#### [Texto citado]
╭──
Abdón Ubidia (Quito, 1944) es novelista, cuentista y 
ensayista. Es uno de los escritores más representativos de la literatura
 ecuatoriana actual. Organizado por la Agregaduría de Cultura de la 
Embajada de Ecuador en España, Ubidia ha impartido en el Museo de 
América de Madrid un seminario sobre literatura e historia ecuatoriana 
durante tres semanas. El autor de Ciudad de invierno (Alfaguara, 2014) o Sueños de lobos (Txalaparta,
 2002) ha invitado a recorrer al público asistente la historia de 
Ecuador a través de las páginas más significativas de la novela 
ecuatoriana. El objetivo que se perseguía –y sin duda se ha cumplido– 
era crear una narrativa de narrativas de Ecuador. 
Aunque quince años antes Miguel Riofrío había publicado ya La emancipada (1863), se suele considerar que la literatura ecuatoriana se inaugura con Cumandá de
 Juan León Mera, de 1879. El poeta y también novelista ecuatoriano Jorge
 Enrique Adoum dice, sin embargo, que la literatura ecuatoriana no 
empieza con Cumandá sino contra Cumandá, porque si 
bien es esta una novela donde el mundo ecuatoriano aparece retratado por
 primera vez –la selva amazónica, el indio, etc.– este se mira desde una
 óptica europea, se observa con una mirada colonizada, podríamos decir; 
se idealiza la selva y se describe de una manera casi bucólica. Incluso 
se ha dicho que Cumandá no es sino una copia de Atala de Chateaubriand. ¿La literatura ecuatoriana empieza con Cumandá o contra Cumandá, en tu opinión?
En esta ocasión, lamento discrepar con el concepto que mantiene Jorge Enrique Adoum de Cumandá,
 de que solo es una novela europea o europeizante. Nadie le puede quitar
 cercanía con la tradición europea, pero cuando hacemos un ejercicio de 
literatura comparada vale más bien señalar las diferencias que no las 
semejanzas. Las diferencias son bien significativas y hay que tomarlas 
en cuenta. Las semejanzas de Cumandá y Atala son obvias, inclusive en cuanto se refiere a sus intenciones. En apariencia, al menos, Cumandá
 es una obra escrita para probar lo mismo que su famosa antecesora: que 
la realidad material no cuenta frente a la espiritual, que el 
cristianismo es una exigencia imperiosa para poner orden en el mundo de 
los indios; que el amor casto es el amor ideal. Mas, ciertamente, una 
lectura seria de Cumandá no se agota en estas semejanzas. Ahora
 que ya han pasado más de cien años de su publicación es posible ensayar
 una lectura comprensiva de Cumandá, una lectura histórica, una
 lectura que la explique, que la sitúe en el preciso marco histórico en 
el que nació. En mi opinión, para reconocer la singularidad de Cumandá y no verla simplemente como un calco de Atala,
 es necesario acudir a la base real de la novela, a su carácter 
histórico, que es central en la novela: el levantamiento indígena de 
Columbe y Guamote de 1803 (que Mera, al igual que otros historiadores de
 su generación, sitúa equivocadamente en 1790), con el que arranca la 
novela. Cumandá se escribe cuando ha ocurrido otro 
levantamiento, entre 1871 y 1872. Ambos levantamientos dialogan de 
alguna manera en la novela de Mera. La novela Cumandá se 
reparte entre dos escenarios: un escenario serrano en el que ocurren 
hechos ligados a la región indígena, como son las sublevaciones 
indígenas que allí tuvieron lugar. El hacendado Domingo Orozco pierde a 
su familia y entiende que en parte se debe al trato despótico que le dio
 a los indios. Cuando la novela se traslada del escenario serrano al 
escenario de oriente de la selva ecuatoriana, se redefine la historia 
maldita y el cruel hacendado pasa a ser santo misionero y el jefe de la 
rebelión india, un salvaje al que hay que catequizar. En estos traslados
 uno puede ver muchas cosas más que lo que aparentemente es una 
reproducción de la literatura europea.
╰──
#### [Lista de tareas]
- 1) Transcribe el fragmento del texto citado comenzando con "Abdón Ubidia (Quito, 1944)" y siguiendo hasta "narrativas de Ecuador.".
- 2) Indica si cada afirmación coincide con el texto citado, respondiendo sí o no y citando literalmente las palabras del texto que lo deciden: (a) Ubidia impartió el seminario en el Museo de América de Madrid durante tres semanas; (b) Mera sitúa el levantamiento de Columbe y Guamote en 1803; (c) Cumandá se publicó antes que La emancipada.

#### [Datos registrados]
╭──
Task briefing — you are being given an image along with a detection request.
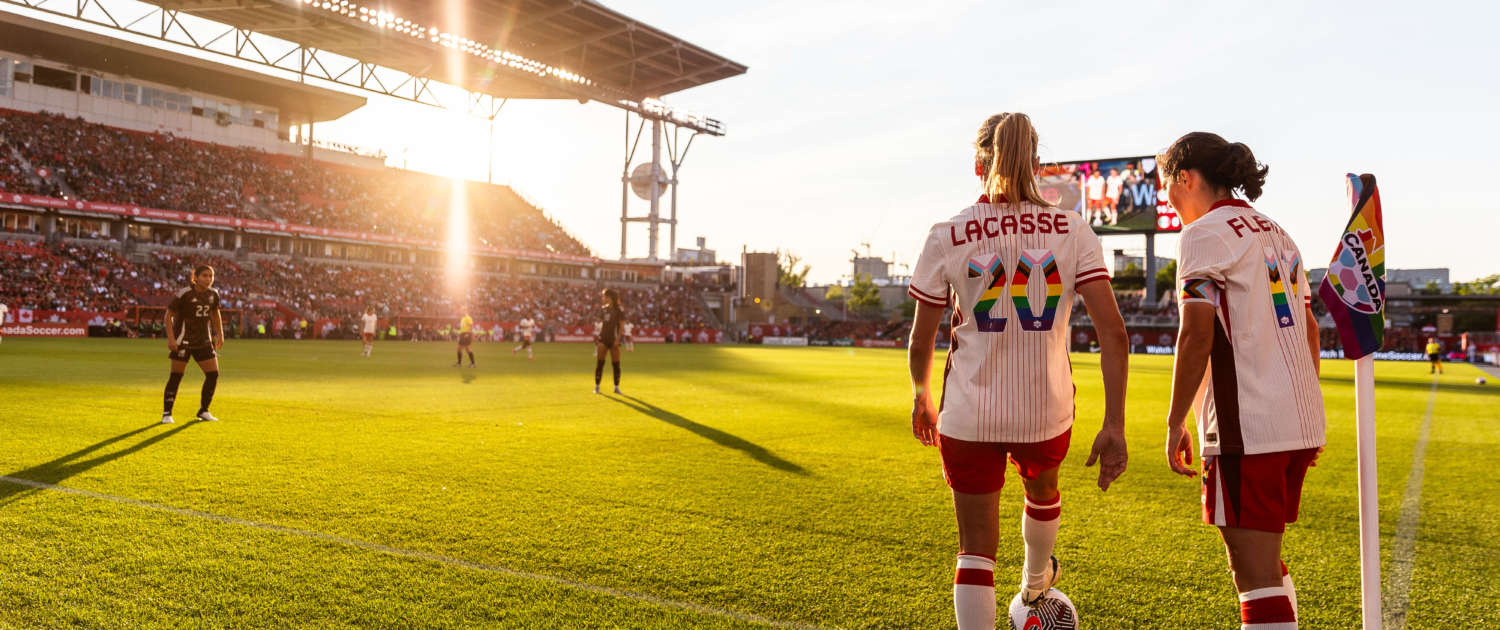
╰──
#### [Respuestas dadas]
- 1)
Abdón Ubidia (Quito, 1944) es novelista, cuentista y 
ensayista. Es uno de los escritores más representativos de la literatura
 ecuatoriana actual. Organizado por la Agregaduría de Cultura de la 
Embajada de Ecuador en España, Ubidia ha impartido en el Museo de 
América de Madrid un seminario sobre literatura e historia ecuatoriana 
durante tres semanas. El autor de Ciudad de invierno (Alfaguara, 2014) o Sueños de lobos (Txalaparta,
 2002) ha invitado a recorrer al público asistente la historia de 
Ecuador a través de las páginas más significativas de la novela 
ecuatoriana. El objetivo que se perseguía –y sin duda se ha cumplido– 
era crear una narrativa de narrativas de Ecuador.

- 2)
(a) Sí: «Ubidia ha impartido en el Museo de América de Madrid un seminario sobre literatura e historia ecuatoriana durante tres semanas».
(b) No: «que Mera, al igual que otros historiadores de su generación, sitúa equivocadamente en 1790».
(c) No: «Aunque quince años antes Miguel Riofrío había publicado ya La emancipada (1863)».